* _Stated task_: Can you render every line of the records below as a JSON list of strings, one string per line, with blank lines and the pictures left out?

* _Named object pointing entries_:
-- Start --

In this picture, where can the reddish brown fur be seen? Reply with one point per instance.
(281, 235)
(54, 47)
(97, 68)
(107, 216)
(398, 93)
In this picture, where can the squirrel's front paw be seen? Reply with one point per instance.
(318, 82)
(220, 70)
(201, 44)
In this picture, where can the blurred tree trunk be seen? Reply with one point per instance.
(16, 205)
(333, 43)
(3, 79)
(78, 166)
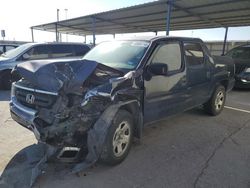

-- End --

* _Completed exercise_:
[
  "In this picture, where can the reddish brown fur be seen? Reply with one point per instance.",
  "(281, 235)",
  "(54, 47)",
  "(97, 68)",
  "(107, 216)",
  "(398, 93)",
  "In this picture, where can the squirrel's front paw be seen? Reply with one point per instance.",
  "(318, 82)",
  "(220, 70)",
  "(201, 44)",
  "In this picture, where can the blurred tree trunk be seen? Reply with one point per instance.",
  "(16, 205)",
  "(333, 43)",
  "(3, 79)",
  "(78, 166)"
]